* **How to complete this task**
Whenever a line of the material contains the string "lawn", it should be copied.

------------------------------------------------------------------------

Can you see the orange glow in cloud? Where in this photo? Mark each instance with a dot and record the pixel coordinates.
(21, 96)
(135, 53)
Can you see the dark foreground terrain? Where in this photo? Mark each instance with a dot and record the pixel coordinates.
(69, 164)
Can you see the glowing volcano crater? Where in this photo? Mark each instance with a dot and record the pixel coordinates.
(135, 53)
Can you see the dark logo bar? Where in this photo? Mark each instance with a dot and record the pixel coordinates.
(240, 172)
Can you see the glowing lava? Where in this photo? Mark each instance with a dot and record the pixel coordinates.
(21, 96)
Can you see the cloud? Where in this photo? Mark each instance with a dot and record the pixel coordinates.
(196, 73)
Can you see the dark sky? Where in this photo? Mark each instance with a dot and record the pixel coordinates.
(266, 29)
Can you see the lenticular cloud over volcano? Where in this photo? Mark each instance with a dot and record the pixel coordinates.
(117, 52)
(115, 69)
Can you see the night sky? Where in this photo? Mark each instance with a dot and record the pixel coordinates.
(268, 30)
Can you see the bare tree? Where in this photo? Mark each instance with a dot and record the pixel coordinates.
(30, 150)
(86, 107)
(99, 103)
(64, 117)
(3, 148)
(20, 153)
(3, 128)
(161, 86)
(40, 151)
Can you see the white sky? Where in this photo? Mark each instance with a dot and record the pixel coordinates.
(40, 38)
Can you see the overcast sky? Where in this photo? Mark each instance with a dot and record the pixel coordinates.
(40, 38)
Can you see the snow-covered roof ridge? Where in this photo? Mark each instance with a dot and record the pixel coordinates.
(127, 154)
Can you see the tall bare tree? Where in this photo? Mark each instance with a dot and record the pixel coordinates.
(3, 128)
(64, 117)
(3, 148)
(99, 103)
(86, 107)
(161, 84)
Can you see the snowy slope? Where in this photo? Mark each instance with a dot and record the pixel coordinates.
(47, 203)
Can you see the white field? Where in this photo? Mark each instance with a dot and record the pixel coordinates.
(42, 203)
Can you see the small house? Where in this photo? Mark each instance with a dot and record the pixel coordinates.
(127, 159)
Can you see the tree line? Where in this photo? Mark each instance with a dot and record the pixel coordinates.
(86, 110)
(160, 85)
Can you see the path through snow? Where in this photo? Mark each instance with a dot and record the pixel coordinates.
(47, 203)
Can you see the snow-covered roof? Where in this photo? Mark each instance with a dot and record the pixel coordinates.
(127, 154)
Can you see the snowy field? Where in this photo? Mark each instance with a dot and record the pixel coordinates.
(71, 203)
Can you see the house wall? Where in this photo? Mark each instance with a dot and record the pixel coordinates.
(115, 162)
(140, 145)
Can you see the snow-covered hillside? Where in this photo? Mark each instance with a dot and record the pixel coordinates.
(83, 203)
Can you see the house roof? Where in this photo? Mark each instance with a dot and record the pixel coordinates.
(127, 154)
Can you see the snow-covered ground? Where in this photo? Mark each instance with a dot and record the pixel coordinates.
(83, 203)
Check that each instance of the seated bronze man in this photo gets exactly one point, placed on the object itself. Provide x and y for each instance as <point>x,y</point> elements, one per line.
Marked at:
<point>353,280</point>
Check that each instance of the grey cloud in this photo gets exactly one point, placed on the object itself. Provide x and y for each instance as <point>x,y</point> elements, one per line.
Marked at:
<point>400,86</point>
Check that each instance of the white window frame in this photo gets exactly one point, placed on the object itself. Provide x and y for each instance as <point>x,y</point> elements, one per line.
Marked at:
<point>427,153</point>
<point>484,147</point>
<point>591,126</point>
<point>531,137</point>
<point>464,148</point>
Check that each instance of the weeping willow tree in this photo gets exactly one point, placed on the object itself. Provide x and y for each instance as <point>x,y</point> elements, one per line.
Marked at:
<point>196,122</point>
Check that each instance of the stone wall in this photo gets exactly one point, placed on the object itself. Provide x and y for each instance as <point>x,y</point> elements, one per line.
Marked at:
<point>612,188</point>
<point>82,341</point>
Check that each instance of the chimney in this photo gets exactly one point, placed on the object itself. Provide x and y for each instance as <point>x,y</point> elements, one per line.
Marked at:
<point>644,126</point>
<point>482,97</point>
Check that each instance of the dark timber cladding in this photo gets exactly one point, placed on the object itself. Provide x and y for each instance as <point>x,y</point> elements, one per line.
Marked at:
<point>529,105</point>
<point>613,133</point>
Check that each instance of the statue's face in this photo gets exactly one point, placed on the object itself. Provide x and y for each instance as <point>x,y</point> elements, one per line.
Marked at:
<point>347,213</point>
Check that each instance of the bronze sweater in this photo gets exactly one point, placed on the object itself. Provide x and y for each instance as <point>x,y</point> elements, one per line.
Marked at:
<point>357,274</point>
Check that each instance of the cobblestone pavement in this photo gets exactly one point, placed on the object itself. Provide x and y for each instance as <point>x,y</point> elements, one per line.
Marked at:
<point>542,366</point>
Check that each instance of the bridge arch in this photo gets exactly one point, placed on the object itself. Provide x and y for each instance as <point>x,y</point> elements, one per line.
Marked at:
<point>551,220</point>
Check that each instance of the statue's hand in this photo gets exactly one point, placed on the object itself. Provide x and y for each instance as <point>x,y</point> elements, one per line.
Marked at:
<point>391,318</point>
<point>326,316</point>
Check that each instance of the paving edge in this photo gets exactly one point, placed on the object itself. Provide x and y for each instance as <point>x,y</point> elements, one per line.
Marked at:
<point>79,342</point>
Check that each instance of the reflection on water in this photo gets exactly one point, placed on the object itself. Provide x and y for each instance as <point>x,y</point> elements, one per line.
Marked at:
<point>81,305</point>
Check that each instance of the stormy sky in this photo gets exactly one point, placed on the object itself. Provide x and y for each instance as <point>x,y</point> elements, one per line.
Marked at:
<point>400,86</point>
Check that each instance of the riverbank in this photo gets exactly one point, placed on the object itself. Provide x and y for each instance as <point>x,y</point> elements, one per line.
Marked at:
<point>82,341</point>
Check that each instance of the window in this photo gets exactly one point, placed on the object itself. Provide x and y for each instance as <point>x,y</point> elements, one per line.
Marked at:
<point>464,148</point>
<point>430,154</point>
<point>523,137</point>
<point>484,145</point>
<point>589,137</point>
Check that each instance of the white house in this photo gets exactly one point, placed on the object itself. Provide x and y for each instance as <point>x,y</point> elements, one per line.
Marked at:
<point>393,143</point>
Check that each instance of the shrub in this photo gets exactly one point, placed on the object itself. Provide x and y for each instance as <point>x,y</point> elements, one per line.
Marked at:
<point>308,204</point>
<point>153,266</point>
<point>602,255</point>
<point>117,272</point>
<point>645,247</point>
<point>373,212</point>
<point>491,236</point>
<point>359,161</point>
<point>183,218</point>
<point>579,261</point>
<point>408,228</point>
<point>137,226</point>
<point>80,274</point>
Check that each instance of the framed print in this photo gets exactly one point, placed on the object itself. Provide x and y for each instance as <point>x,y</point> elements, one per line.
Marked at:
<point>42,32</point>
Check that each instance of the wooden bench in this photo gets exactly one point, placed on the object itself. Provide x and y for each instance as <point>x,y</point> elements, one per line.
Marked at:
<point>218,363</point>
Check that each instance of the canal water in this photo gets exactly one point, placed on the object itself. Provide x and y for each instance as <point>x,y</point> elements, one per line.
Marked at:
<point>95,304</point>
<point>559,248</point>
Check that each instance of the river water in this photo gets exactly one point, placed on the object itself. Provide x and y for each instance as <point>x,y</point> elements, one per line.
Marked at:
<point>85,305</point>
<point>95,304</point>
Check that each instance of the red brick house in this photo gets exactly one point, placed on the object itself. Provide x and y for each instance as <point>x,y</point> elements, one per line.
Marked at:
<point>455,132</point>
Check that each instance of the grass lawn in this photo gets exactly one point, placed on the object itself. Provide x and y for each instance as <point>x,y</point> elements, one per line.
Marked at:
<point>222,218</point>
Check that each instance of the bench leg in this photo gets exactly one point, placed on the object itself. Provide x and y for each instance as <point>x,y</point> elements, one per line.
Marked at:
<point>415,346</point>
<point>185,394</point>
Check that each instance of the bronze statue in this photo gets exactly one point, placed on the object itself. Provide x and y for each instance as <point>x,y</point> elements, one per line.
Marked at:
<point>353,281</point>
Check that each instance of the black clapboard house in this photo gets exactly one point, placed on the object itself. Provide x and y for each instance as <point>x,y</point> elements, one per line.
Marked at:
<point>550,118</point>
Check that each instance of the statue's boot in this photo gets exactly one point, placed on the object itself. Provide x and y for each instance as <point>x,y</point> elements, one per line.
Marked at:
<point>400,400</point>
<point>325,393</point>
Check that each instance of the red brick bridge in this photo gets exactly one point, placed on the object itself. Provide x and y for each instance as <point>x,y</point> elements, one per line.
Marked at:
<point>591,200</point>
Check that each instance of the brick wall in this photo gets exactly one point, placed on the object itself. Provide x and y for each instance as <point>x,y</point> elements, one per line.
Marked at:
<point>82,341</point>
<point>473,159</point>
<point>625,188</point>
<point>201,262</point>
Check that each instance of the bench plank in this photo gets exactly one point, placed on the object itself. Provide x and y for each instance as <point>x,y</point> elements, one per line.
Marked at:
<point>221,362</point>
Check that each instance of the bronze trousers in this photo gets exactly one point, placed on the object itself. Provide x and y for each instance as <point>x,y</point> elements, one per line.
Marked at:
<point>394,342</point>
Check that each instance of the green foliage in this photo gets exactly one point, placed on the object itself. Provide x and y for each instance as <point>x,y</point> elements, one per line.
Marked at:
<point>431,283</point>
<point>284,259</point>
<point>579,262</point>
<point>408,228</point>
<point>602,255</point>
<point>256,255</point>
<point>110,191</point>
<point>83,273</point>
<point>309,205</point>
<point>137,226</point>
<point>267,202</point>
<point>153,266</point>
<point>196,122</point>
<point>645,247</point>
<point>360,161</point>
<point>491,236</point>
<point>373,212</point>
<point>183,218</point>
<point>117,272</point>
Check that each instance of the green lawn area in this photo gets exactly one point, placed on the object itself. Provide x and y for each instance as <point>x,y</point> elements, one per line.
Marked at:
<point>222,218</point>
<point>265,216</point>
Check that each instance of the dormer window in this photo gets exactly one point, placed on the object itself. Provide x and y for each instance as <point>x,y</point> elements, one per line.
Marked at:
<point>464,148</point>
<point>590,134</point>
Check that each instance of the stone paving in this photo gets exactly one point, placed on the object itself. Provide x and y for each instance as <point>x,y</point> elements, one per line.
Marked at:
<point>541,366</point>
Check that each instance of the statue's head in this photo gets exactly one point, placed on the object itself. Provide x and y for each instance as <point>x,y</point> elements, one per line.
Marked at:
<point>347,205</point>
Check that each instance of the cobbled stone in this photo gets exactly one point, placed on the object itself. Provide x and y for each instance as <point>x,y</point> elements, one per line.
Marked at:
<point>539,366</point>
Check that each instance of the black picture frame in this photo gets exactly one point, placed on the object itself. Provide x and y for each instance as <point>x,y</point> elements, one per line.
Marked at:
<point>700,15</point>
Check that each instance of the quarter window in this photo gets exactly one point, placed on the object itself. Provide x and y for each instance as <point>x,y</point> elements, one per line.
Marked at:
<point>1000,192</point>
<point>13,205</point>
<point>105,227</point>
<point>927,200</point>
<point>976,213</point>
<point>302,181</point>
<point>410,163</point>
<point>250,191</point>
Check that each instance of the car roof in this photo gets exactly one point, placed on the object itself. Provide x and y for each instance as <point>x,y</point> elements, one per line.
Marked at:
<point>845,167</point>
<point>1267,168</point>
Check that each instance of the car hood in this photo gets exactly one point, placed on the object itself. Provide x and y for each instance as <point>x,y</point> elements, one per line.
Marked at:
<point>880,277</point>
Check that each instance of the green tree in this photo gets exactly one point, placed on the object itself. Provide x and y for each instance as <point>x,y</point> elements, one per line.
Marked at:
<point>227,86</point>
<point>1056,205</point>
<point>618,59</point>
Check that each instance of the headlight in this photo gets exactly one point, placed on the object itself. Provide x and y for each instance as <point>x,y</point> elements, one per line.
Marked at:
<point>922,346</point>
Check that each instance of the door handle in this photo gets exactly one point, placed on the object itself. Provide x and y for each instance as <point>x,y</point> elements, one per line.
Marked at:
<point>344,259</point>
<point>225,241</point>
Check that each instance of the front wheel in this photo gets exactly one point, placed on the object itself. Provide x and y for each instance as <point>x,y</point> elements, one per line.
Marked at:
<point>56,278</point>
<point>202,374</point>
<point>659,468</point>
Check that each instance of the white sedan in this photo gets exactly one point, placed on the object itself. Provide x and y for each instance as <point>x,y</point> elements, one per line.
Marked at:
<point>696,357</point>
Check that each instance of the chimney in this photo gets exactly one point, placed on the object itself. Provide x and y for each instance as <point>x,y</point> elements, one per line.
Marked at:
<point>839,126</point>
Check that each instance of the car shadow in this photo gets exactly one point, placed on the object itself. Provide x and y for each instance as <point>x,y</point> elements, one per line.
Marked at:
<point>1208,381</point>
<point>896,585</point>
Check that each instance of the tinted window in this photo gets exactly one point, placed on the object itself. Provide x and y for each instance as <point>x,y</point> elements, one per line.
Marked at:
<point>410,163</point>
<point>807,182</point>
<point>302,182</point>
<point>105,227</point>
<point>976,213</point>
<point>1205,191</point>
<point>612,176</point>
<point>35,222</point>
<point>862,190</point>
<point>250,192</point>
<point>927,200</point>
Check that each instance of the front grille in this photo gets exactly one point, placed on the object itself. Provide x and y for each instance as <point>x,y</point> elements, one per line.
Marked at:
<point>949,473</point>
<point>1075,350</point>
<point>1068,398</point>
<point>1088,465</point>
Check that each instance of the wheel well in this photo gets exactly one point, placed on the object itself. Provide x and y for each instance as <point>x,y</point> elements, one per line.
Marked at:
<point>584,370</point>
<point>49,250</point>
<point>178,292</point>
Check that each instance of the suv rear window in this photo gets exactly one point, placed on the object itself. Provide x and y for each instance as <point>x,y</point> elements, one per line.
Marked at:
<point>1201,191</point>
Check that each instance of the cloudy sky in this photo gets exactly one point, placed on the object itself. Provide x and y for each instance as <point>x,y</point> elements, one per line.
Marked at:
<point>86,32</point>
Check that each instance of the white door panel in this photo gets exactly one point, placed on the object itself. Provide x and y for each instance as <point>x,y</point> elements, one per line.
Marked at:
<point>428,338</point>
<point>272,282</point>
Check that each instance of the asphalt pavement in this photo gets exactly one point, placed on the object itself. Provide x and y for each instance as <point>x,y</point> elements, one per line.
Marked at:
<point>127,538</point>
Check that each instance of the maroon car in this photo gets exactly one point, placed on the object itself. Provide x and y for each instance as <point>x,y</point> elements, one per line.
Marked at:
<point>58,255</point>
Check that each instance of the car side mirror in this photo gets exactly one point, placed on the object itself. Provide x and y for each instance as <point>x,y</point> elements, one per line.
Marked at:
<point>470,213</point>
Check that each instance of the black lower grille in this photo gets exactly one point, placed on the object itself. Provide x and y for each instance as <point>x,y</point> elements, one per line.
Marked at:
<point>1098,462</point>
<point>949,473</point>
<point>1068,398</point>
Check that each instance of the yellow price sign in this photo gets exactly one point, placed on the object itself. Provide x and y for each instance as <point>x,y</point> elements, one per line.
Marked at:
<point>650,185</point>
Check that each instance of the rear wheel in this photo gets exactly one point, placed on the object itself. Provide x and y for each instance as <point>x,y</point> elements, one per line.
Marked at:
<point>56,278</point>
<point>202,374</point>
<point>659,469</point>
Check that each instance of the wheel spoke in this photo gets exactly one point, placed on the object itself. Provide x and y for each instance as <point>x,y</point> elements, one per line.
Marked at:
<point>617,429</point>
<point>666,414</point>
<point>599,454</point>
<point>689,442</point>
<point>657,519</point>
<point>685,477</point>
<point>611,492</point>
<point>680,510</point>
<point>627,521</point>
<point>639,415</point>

------------------------------------------------------------------------

* **Output**
Check that each instance of the grass lawn in this photo gets exactly one point, placed on the object itself. Provide x and y for each instance as <point>x,y</point> elements, one per line.
Check that each instance of the green lawn area in this photo gets exactly one point, placed on the object itself. Provide x and y for each instance as <point>x,y</point> elements, one per line.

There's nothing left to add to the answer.